-- WHAT NEEDS TO BE DONE --
Write out the records below verbatim, starting at their first line and continuing up to and including the line that contains "column 472, row 221".

[Stored data entries]
%%

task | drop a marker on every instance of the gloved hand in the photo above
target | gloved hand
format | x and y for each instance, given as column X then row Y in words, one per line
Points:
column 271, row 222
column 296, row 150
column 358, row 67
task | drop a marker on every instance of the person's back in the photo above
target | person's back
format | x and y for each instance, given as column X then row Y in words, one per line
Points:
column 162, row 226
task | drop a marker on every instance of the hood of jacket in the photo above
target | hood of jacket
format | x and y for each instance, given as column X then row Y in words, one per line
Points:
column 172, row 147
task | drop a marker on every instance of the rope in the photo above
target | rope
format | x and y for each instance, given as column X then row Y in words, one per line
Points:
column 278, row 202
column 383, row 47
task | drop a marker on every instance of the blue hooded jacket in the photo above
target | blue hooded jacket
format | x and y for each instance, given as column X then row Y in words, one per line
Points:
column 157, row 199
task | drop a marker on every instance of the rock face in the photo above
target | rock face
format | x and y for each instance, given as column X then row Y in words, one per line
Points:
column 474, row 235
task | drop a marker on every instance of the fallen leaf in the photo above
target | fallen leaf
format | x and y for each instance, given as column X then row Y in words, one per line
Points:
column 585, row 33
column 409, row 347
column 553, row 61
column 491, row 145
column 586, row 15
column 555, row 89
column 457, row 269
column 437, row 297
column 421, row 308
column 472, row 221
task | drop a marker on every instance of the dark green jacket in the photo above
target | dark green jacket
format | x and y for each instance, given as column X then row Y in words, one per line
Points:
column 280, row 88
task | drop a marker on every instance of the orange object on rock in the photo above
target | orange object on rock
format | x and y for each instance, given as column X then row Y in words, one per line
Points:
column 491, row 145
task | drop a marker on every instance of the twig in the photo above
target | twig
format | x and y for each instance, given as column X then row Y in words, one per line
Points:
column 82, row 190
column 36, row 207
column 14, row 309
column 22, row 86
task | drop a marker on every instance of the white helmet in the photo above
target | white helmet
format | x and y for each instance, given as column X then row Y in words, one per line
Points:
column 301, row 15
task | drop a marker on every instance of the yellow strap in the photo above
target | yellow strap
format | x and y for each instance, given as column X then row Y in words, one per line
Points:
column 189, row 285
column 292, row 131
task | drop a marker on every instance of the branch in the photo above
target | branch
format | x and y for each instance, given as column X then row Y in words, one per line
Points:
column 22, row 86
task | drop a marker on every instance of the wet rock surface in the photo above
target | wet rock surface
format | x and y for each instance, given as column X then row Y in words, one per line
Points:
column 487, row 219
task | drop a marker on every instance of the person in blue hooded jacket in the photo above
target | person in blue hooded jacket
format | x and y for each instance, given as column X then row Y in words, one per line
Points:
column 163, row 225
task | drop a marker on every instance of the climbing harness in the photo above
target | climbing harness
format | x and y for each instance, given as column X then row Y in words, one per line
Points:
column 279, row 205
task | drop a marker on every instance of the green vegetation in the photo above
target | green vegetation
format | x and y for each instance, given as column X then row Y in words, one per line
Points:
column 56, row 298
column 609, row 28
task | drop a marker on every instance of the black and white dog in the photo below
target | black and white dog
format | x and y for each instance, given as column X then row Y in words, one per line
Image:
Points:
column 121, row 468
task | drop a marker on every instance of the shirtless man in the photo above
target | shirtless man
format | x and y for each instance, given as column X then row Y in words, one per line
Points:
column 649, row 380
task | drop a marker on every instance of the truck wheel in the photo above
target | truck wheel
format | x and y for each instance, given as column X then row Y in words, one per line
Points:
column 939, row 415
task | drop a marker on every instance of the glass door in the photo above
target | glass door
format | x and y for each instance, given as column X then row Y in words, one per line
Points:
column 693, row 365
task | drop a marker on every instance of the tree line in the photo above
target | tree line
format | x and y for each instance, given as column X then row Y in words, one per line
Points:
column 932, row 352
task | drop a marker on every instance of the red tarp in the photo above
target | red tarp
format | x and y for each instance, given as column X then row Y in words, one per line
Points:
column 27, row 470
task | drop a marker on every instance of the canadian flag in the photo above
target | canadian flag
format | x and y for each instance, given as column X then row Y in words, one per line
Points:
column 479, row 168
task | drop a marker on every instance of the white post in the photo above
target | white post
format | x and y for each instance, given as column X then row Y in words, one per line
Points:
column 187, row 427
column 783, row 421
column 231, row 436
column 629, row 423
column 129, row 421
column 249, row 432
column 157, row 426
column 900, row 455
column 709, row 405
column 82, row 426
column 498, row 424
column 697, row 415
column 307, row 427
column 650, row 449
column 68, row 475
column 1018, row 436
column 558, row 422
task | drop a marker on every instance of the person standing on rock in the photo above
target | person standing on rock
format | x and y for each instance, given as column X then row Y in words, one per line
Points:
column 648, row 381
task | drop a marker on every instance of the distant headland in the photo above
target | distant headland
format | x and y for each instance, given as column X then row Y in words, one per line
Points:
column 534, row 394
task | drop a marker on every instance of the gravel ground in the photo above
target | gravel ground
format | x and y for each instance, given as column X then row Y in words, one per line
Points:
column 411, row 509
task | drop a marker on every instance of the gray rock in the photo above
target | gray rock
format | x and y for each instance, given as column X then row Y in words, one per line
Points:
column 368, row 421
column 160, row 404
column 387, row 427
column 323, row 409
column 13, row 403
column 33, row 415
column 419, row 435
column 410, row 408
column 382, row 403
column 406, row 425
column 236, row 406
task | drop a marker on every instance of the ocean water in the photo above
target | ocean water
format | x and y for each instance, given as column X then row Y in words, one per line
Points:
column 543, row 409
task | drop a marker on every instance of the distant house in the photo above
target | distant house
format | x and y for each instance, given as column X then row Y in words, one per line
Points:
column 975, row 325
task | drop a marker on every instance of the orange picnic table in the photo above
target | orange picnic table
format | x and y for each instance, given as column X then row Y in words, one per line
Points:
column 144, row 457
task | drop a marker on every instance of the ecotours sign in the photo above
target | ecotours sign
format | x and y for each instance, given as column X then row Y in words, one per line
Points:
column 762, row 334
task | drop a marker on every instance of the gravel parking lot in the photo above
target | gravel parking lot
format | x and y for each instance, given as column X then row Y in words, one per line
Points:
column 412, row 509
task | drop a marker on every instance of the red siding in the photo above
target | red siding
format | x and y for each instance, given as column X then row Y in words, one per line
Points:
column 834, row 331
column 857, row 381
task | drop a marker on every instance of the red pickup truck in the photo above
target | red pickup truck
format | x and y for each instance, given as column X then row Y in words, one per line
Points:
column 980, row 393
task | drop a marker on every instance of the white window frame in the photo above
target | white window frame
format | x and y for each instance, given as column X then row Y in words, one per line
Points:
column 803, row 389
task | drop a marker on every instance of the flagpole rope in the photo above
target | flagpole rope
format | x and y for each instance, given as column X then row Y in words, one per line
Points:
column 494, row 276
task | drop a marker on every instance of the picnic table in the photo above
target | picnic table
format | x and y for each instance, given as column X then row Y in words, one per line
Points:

%%

-- RIGHT ANSWER --
task | drop a marker on every instance of the gloved hand in the photo above
target | gloved hand
format | x and y for each instance, given as column X then row Y in words, one per line
Points:
column 271, row 222
column 296, row 150
column 358, row 67
task | drop a marker on every instance of the person's back in the photo above
target | person's back
format | x and y for each instance, given as column X then row Y in words, one per line
Points:
column 162, row 226
task | drop a marker on every instance of the hood of jacket in the photo above
target | hood of jacket
format | x and y for each instance, given as column X then row Y in words, one per line
Points:
column 172, row 147
task | drop a marker on every instance of the rope in the photo above
target | rope
format | x and y for each instance, given as column X then row Y in words, one per line
Points:
column 278, row 202
column 383, row 47
task | drop a marker on every instance of the blue hooded jacket in the photo above
target | blue hooded jacket
format | x and y for each instance, given as column X then row Y in words, one per line
Points:
column 157, row 199
task | drop a marker on every instance of the rock face in the photo above
target | rock face
format | x and y for each instance, given as column X then row Y in words, one per line
Points:
column 474, row 235
task | drop a marker on every instance of the fallen leaf in the photo above
target | fallen leaf
format | x and y for each instance, given as column X then row Y in words, one per line
Points:
column 585, row 33
column 409, row 347
column 553, row 61
column 491, row 145
column 586, row 15
column 555, row 89
column 457, row 269
column 437, row 297
column 421, row 308
column 472, row 221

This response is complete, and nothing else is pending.